Data to process:
● ● ● ●
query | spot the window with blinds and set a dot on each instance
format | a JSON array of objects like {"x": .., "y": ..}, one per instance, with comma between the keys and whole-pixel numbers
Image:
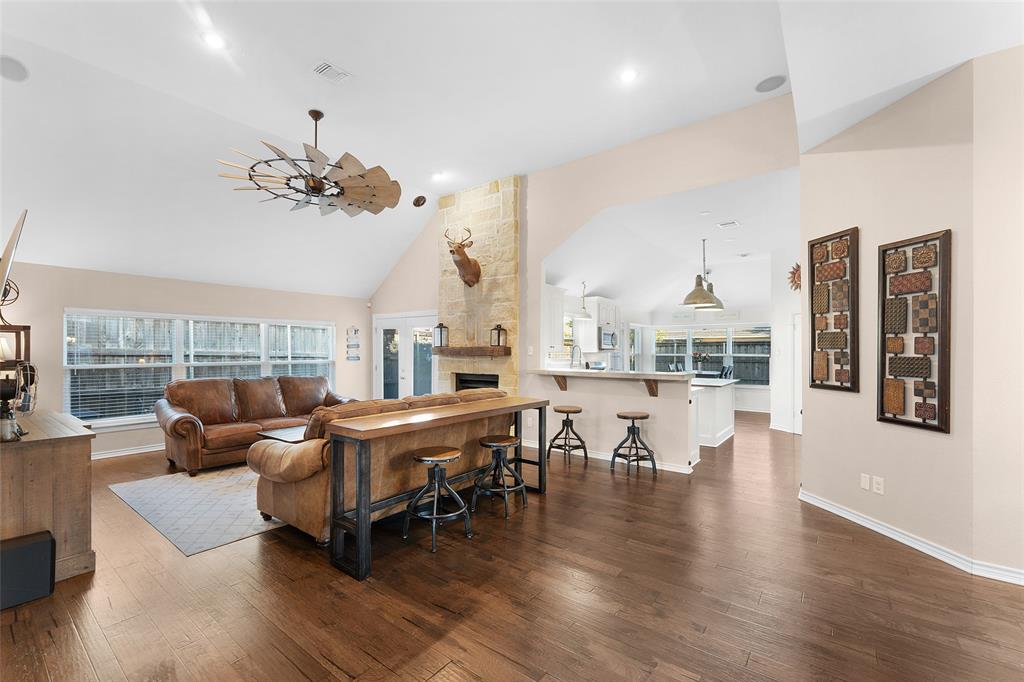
[{"x": 117, "y": 365}]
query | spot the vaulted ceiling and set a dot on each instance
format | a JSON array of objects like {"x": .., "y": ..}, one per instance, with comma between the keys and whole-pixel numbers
[{"x": 112, "y": 137}]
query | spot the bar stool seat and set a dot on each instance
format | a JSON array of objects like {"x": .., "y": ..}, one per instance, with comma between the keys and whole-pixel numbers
[
  {"x": 495, "y": 479},
  {"x": 436, "y": 454},
  {"x": 500, "y": 441},
  {"x": 437, "y": 486},
  {"x": 633, "y": 449},
  {"x": 567, "y": 439}
]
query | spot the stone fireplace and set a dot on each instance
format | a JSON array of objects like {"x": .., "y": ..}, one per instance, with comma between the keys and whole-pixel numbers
[
  {"x": 466, "y": 380},
  {"x": 492, "y": 212}
]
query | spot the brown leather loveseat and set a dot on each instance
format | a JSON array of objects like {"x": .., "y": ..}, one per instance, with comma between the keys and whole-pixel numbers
[
  {"x": 212, "y": 422},
  {"x": 295, "y": 478}
]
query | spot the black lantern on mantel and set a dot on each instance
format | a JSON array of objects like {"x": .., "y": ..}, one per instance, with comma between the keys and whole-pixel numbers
[
  {"x": 499, "y": 336},
  {"x": 440, "y": 336}
]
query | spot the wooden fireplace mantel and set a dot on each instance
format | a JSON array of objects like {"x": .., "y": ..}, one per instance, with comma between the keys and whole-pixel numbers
[{"x": 472, "y": 351}]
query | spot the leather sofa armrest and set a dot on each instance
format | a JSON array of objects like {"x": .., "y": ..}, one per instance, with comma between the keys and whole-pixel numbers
[
  {"x": 176, "y": 422},
  {"x": 287, "y": 462},
  {"x": 333, "y": 398}
]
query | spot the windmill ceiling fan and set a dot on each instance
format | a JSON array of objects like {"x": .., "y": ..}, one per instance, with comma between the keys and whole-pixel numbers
[{"x": 345, "y": 184}]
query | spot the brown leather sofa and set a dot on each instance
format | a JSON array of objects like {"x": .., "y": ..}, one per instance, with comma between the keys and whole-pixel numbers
[
  {"x": 295, "y": 478},
  {"x": 212, "y": 422}
]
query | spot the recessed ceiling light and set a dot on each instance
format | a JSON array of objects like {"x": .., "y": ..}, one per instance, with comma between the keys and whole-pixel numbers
[
  {"x": 213, "y": 40},
  {"x": 203, "y": 17},
  {"x": 770, "y": 83}
]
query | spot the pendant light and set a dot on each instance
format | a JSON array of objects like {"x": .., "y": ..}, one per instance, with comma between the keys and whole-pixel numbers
[
  {"x": 582, "y": 312},
  {"x": 700, "y": 298}
]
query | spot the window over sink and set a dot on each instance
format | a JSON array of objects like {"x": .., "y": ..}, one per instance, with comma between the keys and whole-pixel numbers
[{"x": 117, "y": 364}]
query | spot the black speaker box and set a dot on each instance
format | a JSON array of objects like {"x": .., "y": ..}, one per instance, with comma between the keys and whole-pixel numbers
[{"x": 27, "y": 565}]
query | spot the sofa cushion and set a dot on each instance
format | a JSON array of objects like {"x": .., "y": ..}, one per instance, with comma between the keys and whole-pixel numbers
[
  {"x": 210, "y": 400},
  {"x": 302, "y": 394},
  {"x": 472, "y": 394},
  {"x": 258, "y": 398},
  {"x": 324, "y": 416},
  {"x": 431, "y": 400},
  {"x": 280, "y": 422},
  {"x": 218, "y": 436},
  {"x": 287, "y": 463}
]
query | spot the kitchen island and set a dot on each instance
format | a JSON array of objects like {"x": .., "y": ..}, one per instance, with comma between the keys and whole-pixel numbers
[
  {"x": 601, "y": 393},
  {"x": 716, "y": 408}
]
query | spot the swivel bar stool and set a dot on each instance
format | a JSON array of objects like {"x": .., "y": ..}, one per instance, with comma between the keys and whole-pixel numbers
[
  {"x": 567, "y": 439},
  {"x": 437, "y": 457},
  {"x": 631, "y": 446},
  {"x": 498, "y": 472}
]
● ● ● ●
Task goal:
Print the data again word for word, pictures excluded.

Exercise output:
query | spot the window with blinds and set a dot on each instance
format | a JSON array of objects like {"x": .., "y": ..}, one per instance, with comma between the keys and whole-pixel numbers
Image:
[{"x": 117, "y": 365}]
query | spot the vaulted ceiling and set a dot on each instance
format | a JSON array of objects like {"x": .., "y": ..}, one per instance, with comma between the keys and whole-pixel numbers
[{"x": 112, "y": 137}]
query | spot the bar stool seat and set a dot on each instance
format | a JSON array of objects like {"x": .., "y": ..}, one per instance, with comma between the keys and whole-pixel numbers
[
  {"x": 495, "y": 479},
  {"x": 436, "y": 454},
  {"x": 500, "y": 441},
  {"x": 437, "y": 486},
  {"x": 633, "y": 449},
  {"x": 567, "y": 439}
]
query | spot the stone fireplace and set a dot on each instance
format | a JSON array of objects like {"x": .., "y": ..}, one per instance, with comma between the keys and whole-pixel numbers
[
  {"x": 466, "y": 380},
  {"x": 492, "y": 212}
]
query | spot the brown leather loveseat and set a dot on each instance
format | a JSON array of objects like {"x": .., "y": ..}, one per instance, with comma between the keys and whole-pixel numbers
[
  {"x": 212, "y": 422},
  {"x": 295, "y": 478}
]
query | spot the black lantern on mantel and set a dot on each instance
format | a JSON array of objects like {"x": .., "y": ..}, one per instance, with comma between the keys and whole-pixel numbers
[
  {"x": 499, "y": 336},
  {"x": 440, "y": 336}
]
query | spot the wooden fireplace mantel and set a dot on each instance
format | a JSON array of objects like {"x": .., "y": ..}, one per instance, with comma between the keys and whole-pixel numbers
[{"x": 472, "y": 351}]
query | spot the leather sofa armrest and set a dot on each instance
format | a JSON array of objects like {"x": .., "y": ..}, one per instance, with comma between the keys and whole-pixel numbers
[
  {"x": 176, "y": 422},
  {"x": 287, "y": 462},
  {"x": 333, "y": 398}
]
query | spot the windmill ceiling fan and set a dot on each instance
format | a JSON array of objects like {"x": .., "y": ..}, one per instance, with comma between the keys and whole-pixel numbers
[{"x": 345, "y": 184}]
query | spot the brown leather sofa and set a dot on each instance
format | a JSON array of objects like {"x": .., "y": ..}, one per instance, with comma between the keys and whole-pixel numbers
[
  {"x": 295, "y": 478},
  {"x": 212, "y": 422}
]
query | spot the recessed ceiling light and set a dot on each instance
format | a JSON array of objects like {"x": .., "y": ..}, one per instance, with comma between the keys and whole-pixel numbers
[
  {"x": 213, "y": 40},
  {"x": 203, "y": 17},
  {"x": 770, "y": 83}
]
query | spot the pendant light and set a dot on each instance
format | a JSON array of objects like {"x": .., "y": ..}, one per instance, with comma between the keys and whole-pixel numbers
[
  {"x": 582, "y": 312},
  {"x": 700, "y": 298}
]
query | spot the window over sink and set a dot on each instance
format | a JSON array of objects like {"x": .., "y": ..}, one per instance, with comma between the keys and whole-pixel numbers
[{"x": 117, "y": 364}]
query | spot the black speaker box and set a dot on each instance
format | a JSON array of objects like {"x": .., "y": ..}, one per instance, with comma between the keys and whole-pixel numbers
[{"x": 27, "y": 565}]
query | spot the sofa cushion and set a dot on each instance
format | a JSON array of objects like {"x": .., "y": ..}, one per instance, with comma between the keys and whole-pixel numbers
[
  {"x": 210, "y": 400},
  {"x": 302, "y": 394},
  {"x": 472, "y": 394},
  {"x": 258, "y": 398},
  {"x": 324, "y": 416},
  {"x": 431, "y": 400},
  {"x": 280, "y": 422},
  {"x": 218, "y": 436},
  {"x": 287, "y": 463}
]
query | spot the kitchen island and set a dot on each instance
format | a JSON array of objects like {"x": .., "y": ..}, one per instance, with comma between the keys and whole-pixel numbers
[
  {"x": 601, "y": 393},
  {"x": 716, "y": 408}
]
query | spot the swivel bar stool and set a dot on each instance
format | a JSON array of objects like {"x": .., "y": ..}, one per instance, with comma between the keys and whole-pixel numbers
[
  {"x": 567, "y": 439},
  {"x": 437, "y": 457},
  {"x": 631, "y": 446},
  {"x": 498, "y": 472}
]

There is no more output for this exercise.